* WHAT IS EXPECTED *
Every line below that holds the word "ring" must be listed.

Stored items
^^^^^^^^

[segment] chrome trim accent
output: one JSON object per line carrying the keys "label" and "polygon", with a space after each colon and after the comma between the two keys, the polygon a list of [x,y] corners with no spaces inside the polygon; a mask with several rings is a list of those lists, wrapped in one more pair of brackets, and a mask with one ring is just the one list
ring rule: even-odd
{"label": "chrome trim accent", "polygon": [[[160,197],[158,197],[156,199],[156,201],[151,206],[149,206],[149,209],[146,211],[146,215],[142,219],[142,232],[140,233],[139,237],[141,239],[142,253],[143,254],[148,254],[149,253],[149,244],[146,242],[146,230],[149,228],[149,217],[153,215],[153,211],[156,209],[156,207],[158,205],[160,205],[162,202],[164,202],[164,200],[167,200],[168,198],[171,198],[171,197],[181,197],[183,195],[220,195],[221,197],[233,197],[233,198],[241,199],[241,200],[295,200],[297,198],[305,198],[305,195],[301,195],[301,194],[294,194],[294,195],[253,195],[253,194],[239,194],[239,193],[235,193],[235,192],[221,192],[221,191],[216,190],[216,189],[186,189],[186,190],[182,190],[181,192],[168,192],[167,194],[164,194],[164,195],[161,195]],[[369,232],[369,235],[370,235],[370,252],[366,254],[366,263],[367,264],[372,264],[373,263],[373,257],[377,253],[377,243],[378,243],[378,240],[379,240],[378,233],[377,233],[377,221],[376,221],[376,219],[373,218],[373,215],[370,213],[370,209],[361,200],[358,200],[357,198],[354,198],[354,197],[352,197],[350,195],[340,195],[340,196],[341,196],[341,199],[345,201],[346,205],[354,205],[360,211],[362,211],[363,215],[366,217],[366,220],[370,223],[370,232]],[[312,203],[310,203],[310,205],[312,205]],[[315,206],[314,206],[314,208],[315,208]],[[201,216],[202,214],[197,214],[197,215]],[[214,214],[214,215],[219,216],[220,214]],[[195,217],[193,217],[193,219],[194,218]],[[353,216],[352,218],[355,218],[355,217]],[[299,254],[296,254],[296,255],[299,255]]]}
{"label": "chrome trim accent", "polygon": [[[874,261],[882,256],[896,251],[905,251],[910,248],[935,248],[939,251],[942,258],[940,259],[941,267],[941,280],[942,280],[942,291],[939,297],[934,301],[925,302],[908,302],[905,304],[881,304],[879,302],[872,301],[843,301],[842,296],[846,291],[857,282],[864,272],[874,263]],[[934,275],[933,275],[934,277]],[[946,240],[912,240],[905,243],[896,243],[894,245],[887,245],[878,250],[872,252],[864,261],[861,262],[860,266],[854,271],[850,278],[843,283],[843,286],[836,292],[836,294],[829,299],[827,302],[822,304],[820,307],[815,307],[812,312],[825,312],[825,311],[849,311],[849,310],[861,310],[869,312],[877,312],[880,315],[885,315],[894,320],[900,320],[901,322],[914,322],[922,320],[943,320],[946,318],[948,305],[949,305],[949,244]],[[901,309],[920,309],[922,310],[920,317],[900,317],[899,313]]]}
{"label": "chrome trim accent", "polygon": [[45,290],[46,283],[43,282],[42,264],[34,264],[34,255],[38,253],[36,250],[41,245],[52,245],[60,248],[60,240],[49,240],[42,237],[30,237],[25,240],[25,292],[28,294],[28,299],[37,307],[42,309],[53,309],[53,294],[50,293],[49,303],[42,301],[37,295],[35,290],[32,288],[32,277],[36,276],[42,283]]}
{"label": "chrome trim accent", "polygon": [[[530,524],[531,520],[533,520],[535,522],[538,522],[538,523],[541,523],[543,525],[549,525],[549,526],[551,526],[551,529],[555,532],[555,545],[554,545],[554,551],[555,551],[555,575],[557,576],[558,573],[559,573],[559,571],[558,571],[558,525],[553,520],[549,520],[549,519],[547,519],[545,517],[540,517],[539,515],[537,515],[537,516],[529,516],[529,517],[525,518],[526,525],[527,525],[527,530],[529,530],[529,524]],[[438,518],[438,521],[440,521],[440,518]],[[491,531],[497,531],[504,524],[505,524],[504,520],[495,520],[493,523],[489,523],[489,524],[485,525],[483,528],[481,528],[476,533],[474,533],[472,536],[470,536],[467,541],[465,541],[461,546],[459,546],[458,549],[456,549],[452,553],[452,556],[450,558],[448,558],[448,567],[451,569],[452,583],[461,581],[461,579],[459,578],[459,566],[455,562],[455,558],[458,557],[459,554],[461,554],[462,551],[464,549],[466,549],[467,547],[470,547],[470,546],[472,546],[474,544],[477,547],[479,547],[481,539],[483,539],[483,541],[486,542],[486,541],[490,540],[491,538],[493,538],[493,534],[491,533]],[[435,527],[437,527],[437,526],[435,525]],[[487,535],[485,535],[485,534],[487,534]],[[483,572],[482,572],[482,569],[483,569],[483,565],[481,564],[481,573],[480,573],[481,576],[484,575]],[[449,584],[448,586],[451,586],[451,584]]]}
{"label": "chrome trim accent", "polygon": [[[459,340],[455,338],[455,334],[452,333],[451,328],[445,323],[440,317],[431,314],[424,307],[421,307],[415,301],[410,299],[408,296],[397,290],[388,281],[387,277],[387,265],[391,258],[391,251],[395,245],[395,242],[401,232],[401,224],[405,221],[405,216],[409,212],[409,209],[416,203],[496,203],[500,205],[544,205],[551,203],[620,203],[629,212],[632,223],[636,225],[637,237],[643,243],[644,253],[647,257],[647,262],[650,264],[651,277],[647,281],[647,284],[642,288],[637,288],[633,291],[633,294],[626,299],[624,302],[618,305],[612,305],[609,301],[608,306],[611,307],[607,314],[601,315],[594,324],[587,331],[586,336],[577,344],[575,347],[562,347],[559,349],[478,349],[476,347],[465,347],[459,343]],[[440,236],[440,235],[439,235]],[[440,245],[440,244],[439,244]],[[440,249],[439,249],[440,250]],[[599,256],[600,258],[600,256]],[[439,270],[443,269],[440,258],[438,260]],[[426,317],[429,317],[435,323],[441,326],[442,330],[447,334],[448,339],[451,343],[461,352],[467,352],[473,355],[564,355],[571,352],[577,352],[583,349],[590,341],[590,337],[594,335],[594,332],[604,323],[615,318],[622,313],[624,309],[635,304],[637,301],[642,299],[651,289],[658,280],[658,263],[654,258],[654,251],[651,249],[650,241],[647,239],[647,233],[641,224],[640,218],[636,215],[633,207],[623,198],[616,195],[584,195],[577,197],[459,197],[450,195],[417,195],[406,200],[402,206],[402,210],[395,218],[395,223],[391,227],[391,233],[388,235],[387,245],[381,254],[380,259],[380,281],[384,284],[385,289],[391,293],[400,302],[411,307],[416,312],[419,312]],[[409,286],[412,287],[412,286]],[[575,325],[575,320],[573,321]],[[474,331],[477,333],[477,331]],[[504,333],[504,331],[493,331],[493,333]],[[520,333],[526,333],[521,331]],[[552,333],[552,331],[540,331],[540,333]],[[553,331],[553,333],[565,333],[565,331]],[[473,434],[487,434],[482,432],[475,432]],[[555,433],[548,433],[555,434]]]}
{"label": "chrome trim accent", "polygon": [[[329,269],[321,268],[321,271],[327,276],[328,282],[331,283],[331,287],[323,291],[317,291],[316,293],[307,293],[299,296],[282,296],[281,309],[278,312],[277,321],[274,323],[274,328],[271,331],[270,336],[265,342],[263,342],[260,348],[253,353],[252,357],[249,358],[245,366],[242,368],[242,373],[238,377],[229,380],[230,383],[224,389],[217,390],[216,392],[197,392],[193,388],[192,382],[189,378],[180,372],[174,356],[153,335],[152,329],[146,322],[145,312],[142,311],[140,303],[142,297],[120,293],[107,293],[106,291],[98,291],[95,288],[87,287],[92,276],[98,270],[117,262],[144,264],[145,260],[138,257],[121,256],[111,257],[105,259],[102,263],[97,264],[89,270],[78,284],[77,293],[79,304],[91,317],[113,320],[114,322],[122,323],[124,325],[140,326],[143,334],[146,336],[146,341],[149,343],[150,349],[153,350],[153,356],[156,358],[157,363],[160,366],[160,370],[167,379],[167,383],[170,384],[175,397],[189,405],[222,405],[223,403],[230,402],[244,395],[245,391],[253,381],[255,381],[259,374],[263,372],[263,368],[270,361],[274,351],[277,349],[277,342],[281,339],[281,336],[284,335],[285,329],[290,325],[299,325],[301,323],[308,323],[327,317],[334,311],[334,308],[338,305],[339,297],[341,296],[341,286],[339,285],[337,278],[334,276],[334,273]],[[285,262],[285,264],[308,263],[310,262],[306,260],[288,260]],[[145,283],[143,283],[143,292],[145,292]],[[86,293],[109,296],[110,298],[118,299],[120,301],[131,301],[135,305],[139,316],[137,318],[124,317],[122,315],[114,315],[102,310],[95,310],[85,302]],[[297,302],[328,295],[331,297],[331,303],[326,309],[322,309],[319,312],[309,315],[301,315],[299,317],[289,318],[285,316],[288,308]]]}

^^^^^^^^

* WRITTEN SOLUTION *
output: one JSON object per line carrying the keys "label" and "polygon", with a space after each colon and after the comma between the two keys, the polygon a list of [x,y] corners with no spaces inside the polygon; a mask with several rings is a list of those lists, wrapped in one more pair of brackets, and a mask with one ring is just the one list
ring rule: even-odd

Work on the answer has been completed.